START EXCERPT PROVIDED

FOR US BRITISH DIVERS, there are a few things in which we can justifiably claim to be world leaders. We shouldn’t get too carried away here, however – let’s face it, the French invented scuba, and the east coast of America is largely seen as the birth place of technical diving. But there’s one thing that we are really very, very good at indeed.
In fact, dare I say it, but we do this better than anyone else. Our particular skill – unmatched on the global diving circuit – is scrabbling around in low visibility in water that is really quite chilly.
OK, so there are places that are colder, and I’m sure there are one or two places that have worse visibility, but as a combination of the two we’re right up there.
I speak, by the way, as an absolute champion of British diving. Some of my very greatest diving memories come from trips off our own coastline. When it’s good, it’s really, really good.
Is there anywhere on Earth to compare with our vast array of historic wrecks I think not. Is there anywhere on Earth with such a resolute and indefatigable diving community I doubt it.

END EXCERPT PROVIDED
START MATERIAL SUPPLIED

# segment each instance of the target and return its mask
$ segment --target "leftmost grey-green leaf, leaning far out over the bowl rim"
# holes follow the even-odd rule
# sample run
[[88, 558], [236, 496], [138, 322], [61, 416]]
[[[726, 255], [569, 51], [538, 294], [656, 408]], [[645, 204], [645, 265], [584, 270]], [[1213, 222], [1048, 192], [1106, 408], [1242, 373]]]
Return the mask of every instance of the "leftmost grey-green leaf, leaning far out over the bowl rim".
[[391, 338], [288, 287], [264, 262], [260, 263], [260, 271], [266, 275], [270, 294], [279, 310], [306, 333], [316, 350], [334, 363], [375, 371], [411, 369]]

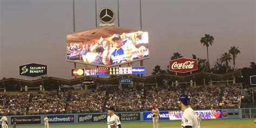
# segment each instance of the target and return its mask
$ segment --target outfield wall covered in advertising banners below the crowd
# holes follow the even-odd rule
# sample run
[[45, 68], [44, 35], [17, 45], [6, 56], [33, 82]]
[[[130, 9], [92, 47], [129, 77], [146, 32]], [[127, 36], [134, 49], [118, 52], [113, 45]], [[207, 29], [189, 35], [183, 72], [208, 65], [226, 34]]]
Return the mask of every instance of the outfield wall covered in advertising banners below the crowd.
[[[202, 119], [241, 119], [241, 109], [195, 110]], [[117, 112], [121, 122], [151, 121], [152, 114], [145, 112]], [[160, 111], [159, 120], [181, 120], [182, 111]], [[66, 123], [99, 123], [106, 122], [107, 113], [79, 113], [79, 114], [45, 114], [33, 116], [8, 116], [8, 122], [17, 119], [18, 125], [44, 124], [44, 116], [48, 116], [49, 124]]]

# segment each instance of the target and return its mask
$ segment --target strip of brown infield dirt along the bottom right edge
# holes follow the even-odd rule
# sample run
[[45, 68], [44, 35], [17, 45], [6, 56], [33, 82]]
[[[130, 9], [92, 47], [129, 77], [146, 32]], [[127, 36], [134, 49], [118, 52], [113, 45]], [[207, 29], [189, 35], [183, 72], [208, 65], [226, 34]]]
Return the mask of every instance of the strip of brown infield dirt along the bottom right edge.
[[[160, 128], [181, 128], [181, 126], [164, 126]], [[232, 124], [226, 124], [226, 125], [203, 125], [200, 126], [201, 128], [253, 128], [256, 127], [256, 124], [237, 124], [237, 125], [232, 125]], [[152, 127], [142, 127], [142, 128], [152, 128]]]

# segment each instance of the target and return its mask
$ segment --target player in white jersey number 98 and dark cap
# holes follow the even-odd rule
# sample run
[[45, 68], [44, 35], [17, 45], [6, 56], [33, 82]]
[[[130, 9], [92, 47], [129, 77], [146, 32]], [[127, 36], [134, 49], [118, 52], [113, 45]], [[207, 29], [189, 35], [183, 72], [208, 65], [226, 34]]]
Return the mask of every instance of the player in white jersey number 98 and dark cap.
[[110, 106], [107, 108], [107, 128], [122, 128], [119, 117], [114, 114], [114, 107]]

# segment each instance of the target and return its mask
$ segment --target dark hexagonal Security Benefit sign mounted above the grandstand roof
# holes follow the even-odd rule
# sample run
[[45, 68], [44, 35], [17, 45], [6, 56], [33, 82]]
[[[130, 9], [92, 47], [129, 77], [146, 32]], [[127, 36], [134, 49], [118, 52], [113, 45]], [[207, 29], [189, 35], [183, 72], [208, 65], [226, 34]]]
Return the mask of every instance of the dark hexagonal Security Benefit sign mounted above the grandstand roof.
[[47, 75], [47, 65], [31, 63], [19, 66], [19, 75], [27, 77], [39, 77]]

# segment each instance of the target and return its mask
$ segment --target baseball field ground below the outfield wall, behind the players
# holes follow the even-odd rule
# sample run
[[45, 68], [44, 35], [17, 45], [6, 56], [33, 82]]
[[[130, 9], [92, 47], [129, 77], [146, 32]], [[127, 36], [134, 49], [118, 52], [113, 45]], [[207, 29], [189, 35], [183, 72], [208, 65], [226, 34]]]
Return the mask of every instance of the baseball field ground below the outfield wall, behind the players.
[[[220, 120], [203, 120], [201, 128], [255, 128], [254, 119], [220, 119]], [[12, 127], [12, 126], [10, 126]], [[18, 128], [43, 128], [44, 125], [21, 125]], [[50, 124], [50, 128], [100, 128], [107, 127], [106, 123], [89, 123], [89, 124]], [[124, 128], [152, 128], [152, 122], [122, 122]], [[180, 128], [180, 121], [159, 123], [160, 128]]]

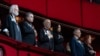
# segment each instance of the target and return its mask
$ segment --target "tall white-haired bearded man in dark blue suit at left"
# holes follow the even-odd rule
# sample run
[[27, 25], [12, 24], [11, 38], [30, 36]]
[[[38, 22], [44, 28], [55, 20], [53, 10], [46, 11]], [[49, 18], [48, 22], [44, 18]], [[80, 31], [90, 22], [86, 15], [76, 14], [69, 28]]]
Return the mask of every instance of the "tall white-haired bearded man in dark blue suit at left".
[[5, 25], [4, 25], [5, 29], [3, 31], [6, 33], [9, 32], [9, 36], [12, 39], [15, 39], [17, 41], [22, 41], [21, 31], [15, 19], [16, 16], [18, 15], [19, 15], [18, 5], [16, 4], [11, 5], [10, 10], [9, 10], [9, 15], [7, 16], [5, 20]]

END MATERIAL SUPPLIED

TASKS TO COMPLETE:
1. For each statement below about the piece on British diving, answer yes or no on whether it agrees with the piece, and quote the deciding words: (a) The French invented scuba. (b) The piece claims British waters are the coldest anywhere. (c) The writer's greatest diving memories come from trips abroad.
2. Write out the piece on British diving again, starting with "OK, so there" and going on through "really, really good.", but swap "champion" for "supporter".
3. Finish out the next part of the piece on British diving, continuing on from the point where it stops.

OUTPUTS BY TASK:
1.
(a) Yes: "the French invented scuba"
(b) No: "OK, so there are places that are colder"
(c) No: "Some of my very greatest diving memories come from trips off our own coastline."

2.
OK, so there are places that are colder, and I’m sure there are one or two places that have worse visibility, but as a combination of the two we’re right up there.
I speak, by the way, as an absolute supporter of British diving. Some of my very greatest diving memories come from trips off our own coastline. When it’s good, it’s really, really good.

3.
It’s just that for a fair few of our dives the vis is less than crystal, and the temperature less than tropical. Still, we soldier on.

SO THE GREAT LAKES, from where I type this missive, is actually not quite as much of a challenge as you might think.
Sure, the temperature on the bottom of Lake Huron is a somewhat parky 4°C, and the dives we’re doing are two hours in duration because of depth and decompression penalties, but as British divers we are well equipped to deal with the vagaries of both time and bone-cracking frigidity.
If I had been writing this column 10 years ago, I would have mentioned appalling visibility as well, but thanks to the inadvertent introduction of zebra and quagga mussels into the lake (pumped out of ship’s bilges, apparently), the visibility is now fantastic.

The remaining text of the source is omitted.